» THE DATA:
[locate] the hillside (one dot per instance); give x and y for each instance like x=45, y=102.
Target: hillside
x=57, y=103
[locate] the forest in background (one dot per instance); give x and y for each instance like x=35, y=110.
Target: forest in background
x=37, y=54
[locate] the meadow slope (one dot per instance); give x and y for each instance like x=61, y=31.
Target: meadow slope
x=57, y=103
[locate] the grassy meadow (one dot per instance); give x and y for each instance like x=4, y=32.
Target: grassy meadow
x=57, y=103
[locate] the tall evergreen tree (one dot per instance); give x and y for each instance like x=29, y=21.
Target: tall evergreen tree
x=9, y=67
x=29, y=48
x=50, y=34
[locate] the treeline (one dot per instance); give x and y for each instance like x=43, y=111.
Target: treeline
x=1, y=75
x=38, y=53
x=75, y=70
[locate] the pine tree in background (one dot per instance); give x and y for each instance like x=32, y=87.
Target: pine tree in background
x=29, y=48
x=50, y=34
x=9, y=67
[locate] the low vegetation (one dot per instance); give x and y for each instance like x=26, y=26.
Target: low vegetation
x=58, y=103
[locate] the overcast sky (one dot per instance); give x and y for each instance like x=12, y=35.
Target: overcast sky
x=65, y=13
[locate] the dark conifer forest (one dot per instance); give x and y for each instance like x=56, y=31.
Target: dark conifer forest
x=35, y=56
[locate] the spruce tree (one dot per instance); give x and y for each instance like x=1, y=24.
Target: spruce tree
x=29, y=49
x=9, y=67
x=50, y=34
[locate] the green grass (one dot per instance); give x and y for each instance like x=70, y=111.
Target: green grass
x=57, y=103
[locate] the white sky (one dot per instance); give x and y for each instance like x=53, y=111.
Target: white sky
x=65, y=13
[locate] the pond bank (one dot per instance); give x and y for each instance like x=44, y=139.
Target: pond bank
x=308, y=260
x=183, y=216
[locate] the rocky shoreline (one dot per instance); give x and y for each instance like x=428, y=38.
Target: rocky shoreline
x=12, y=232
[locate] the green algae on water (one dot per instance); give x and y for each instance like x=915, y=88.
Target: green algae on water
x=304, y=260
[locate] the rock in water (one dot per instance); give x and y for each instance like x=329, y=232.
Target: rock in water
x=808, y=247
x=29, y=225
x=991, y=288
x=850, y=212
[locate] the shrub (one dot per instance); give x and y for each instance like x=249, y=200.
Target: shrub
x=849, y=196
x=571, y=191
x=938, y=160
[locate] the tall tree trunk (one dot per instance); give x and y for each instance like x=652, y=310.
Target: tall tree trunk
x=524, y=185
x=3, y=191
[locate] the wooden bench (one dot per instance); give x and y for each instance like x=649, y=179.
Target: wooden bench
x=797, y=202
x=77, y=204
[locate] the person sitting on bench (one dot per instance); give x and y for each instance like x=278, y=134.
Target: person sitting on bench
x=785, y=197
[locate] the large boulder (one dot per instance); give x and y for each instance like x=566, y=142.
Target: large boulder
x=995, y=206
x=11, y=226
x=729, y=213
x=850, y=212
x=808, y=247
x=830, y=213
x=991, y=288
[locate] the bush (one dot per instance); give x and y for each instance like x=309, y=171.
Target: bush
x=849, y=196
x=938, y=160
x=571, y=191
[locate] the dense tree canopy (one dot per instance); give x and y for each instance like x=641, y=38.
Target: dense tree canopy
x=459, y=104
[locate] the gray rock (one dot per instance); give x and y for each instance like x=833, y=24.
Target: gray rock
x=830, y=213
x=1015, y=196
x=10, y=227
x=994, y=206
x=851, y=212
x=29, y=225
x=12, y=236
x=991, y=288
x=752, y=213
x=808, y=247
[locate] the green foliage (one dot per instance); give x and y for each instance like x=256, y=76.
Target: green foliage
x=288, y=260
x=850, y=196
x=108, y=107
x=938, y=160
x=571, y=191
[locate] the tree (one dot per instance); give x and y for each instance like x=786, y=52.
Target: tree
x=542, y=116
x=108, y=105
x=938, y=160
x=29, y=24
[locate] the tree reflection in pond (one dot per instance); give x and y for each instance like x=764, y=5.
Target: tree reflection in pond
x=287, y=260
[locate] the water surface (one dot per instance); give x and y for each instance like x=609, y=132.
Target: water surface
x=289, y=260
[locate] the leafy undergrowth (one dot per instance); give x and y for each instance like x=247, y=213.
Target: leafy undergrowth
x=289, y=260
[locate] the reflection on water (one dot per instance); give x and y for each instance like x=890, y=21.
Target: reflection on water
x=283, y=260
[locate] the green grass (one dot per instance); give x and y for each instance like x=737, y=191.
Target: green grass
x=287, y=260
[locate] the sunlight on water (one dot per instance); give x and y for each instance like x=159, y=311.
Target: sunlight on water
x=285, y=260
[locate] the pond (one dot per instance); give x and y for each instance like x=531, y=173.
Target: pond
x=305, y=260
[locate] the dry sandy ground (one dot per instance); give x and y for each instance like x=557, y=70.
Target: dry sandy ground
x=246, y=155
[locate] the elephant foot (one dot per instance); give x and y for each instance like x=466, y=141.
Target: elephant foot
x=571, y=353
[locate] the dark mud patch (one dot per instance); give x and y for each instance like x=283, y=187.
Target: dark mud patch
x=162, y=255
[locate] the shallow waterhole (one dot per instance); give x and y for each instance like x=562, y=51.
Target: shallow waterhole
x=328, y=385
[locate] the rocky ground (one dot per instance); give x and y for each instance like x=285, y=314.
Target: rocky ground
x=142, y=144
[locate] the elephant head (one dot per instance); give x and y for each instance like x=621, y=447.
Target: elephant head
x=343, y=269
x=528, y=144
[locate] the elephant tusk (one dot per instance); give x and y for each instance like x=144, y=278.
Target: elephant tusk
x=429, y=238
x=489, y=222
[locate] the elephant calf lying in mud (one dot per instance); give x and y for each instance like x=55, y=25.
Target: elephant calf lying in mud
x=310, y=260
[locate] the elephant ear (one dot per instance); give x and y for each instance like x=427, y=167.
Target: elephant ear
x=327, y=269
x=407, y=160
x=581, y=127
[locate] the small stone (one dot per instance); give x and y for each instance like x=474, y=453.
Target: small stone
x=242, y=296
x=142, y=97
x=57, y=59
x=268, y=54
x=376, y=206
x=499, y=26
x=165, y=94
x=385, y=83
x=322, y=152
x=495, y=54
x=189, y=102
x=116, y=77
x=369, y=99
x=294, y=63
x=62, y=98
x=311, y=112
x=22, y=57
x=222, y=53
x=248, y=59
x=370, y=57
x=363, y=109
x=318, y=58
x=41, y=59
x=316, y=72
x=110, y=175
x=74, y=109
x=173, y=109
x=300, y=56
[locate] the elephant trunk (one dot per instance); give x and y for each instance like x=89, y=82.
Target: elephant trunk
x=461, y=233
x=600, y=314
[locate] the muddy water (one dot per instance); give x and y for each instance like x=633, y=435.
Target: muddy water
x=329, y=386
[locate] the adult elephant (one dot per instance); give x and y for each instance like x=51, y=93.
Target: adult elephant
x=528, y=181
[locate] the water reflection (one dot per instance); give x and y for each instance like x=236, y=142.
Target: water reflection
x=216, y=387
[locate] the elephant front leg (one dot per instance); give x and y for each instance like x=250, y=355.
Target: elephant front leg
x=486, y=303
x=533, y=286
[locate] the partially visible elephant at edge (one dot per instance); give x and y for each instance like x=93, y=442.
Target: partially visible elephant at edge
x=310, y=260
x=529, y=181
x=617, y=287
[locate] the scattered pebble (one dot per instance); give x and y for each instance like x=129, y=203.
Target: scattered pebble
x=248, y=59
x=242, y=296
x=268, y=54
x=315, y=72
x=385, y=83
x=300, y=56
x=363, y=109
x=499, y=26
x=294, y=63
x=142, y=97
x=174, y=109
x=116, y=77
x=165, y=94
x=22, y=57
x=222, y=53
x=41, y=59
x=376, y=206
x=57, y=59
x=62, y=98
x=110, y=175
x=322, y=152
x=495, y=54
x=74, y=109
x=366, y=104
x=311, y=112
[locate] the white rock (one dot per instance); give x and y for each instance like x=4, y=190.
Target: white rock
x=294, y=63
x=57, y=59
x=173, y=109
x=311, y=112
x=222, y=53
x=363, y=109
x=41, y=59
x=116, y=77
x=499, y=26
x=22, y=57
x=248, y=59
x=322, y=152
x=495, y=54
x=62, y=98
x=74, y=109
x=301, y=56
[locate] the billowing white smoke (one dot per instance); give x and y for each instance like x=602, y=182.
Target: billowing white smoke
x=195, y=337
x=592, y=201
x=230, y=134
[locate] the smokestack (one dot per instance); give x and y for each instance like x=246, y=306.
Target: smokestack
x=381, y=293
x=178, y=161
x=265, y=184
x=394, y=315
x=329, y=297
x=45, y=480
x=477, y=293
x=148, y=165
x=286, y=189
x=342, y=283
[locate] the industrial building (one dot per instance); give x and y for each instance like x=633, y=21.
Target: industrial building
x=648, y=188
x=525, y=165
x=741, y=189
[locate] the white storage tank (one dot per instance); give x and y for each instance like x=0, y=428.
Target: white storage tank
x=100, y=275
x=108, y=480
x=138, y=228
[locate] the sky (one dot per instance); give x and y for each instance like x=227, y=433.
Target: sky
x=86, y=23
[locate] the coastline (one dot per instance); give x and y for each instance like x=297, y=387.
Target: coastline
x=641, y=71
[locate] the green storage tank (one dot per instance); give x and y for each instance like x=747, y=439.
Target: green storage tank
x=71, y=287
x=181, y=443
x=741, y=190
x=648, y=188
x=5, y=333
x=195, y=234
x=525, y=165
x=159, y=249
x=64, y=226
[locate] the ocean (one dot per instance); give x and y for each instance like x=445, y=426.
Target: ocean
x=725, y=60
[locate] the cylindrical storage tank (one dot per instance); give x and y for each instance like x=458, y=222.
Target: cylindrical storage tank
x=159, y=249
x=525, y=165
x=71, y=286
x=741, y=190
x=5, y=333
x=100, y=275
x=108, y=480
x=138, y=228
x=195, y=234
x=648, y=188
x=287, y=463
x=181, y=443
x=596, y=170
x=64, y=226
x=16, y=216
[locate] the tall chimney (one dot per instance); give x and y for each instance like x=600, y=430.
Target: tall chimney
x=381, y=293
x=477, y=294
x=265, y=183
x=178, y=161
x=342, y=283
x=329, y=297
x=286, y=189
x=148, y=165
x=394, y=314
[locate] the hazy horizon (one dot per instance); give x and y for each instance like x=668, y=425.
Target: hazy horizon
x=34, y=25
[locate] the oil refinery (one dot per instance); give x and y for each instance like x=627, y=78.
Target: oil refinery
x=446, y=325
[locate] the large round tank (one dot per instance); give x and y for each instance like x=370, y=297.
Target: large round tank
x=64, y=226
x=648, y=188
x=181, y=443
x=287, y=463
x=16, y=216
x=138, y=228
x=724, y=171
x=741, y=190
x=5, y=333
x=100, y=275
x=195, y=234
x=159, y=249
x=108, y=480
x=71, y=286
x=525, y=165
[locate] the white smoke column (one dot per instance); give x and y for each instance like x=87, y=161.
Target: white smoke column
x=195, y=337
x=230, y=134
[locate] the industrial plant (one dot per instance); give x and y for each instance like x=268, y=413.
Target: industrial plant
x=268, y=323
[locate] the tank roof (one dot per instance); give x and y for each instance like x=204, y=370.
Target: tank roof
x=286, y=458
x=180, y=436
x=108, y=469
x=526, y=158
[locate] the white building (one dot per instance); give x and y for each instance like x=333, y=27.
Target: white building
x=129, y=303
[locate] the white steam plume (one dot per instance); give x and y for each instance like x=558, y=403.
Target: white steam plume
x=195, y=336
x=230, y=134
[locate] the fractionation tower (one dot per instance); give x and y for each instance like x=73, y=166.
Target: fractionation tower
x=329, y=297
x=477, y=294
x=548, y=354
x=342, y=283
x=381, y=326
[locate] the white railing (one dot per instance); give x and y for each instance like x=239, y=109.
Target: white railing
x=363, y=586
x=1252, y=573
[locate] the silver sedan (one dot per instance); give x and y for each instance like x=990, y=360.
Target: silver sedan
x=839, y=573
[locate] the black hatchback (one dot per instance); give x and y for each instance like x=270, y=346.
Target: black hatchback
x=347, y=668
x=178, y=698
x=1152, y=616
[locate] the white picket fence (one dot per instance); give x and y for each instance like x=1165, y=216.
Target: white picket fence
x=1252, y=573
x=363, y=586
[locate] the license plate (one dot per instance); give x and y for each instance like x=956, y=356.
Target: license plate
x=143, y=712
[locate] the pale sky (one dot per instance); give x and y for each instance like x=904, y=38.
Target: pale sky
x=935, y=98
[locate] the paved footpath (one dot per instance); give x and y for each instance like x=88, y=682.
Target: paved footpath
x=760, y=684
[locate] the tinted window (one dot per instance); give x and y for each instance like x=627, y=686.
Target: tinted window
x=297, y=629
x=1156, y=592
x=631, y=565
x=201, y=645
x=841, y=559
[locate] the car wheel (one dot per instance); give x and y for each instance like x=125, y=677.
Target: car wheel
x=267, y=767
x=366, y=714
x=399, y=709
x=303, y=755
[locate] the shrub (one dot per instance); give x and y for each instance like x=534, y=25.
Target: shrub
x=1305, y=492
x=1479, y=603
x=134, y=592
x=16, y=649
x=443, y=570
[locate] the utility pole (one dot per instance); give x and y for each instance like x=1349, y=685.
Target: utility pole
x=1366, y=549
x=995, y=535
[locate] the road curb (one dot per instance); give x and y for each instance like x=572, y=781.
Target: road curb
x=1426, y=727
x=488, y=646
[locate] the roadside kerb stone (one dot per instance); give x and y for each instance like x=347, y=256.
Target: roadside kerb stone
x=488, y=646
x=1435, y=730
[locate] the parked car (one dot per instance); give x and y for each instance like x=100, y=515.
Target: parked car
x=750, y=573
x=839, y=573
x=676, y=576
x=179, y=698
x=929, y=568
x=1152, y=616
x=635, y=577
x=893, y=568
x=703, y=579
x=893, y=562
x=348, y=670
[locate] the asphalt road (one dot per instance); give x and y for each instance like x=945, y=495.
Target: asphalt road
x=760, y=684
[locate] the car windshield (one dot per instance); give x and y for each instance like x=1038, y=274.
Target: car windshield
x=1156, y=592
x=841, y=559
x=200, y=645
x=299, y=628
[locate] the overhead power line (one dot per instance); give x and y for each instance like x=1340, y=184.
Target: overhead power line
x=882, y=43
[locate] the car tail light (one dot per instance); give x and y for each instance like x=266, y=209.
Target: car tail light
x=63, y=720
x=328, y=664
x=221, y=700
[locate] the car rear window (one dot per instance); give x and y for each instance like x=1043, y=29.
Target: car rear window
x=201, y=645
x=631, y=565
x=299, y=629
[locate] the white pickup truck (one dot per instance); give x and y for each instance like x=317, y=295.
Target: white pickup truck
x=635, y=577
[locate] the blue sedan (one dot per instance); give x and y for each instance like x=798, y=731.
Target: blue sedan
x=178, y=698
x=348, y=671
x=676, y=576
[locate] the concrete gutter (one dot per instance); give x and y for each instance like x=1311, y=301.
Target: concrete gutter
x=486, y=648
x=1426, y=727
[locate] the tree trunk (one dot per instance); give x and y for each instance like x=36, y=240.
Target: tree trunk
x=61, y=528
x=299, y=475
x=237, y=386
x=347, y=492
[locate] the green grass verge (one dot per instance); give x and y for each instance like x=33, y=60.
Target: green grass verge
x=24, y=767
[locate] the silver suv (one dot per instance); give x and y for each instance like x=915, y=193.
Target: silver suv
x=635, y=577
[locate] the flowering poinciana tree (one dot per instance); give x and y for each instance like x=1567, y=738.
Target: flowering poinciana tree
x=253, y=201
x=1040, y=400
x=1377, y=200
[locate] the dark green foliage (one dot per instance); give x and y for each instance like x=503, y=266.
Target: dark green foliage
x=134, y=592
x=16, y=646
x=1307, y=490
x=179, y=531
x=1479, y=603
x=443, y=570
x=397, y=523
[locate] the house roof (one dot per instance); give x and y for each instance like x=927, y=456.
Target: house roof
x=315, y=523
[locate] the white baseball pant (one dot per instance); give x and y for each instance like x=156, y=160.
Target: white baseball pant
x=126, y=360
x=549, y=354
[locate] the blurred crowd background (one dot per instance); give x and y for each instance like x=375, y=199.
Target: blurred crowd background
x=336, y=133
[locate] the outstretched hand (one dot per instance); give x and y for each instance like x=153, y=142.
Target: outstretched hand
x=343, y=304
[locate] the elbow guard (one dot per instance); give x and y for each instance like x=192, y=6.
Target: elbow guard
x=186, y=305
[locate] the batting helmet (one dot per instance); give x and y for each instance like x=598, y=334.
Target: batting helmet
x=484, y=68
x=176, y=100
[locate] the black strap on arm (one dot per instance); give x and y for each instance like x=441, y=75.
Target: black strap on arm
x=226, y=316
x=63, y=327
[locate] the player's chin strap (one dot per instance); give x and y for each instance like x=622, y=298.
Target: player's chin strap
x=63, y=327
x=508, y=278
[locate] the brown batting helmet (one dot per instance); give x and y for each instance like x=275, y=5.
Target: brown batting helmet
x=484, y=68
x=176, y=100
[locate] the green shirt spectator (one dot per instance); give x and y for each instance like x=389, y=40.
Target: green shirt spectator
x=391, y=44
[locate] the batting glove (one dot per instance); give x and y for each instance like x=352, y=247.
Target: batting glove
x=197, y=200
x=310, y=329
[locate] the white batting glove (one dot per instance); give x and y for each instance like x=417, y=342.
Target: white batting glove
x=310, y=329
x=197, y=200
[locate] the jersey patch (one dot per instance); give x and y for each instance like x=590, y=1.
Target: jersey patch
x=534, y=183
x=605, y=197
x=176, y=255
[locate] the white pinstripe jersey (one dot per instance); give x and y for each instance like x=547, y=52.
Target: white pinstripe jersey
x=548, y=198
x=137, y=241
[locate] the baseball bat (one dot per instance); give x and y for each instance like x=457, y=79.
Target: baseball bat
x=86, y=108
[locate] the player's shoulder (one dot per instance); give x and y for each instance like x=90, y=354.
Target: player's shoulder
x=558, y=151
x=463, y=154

» TASK DETAILS:
Write out again the part of the records that opens with the line containing "[locate] the player's shoulder" and continues through the end of the records, requests included. Add -93 to every x and y coordinate in the answers, leaving the requests and their sample values unchanged.

» EXERCISE RESULT:
[locate] the player's shoulder (one dot per instance); give x and y for each instance like x=90, y=354.
Target: player's shoulder
x=465, y=58
x=370, y=61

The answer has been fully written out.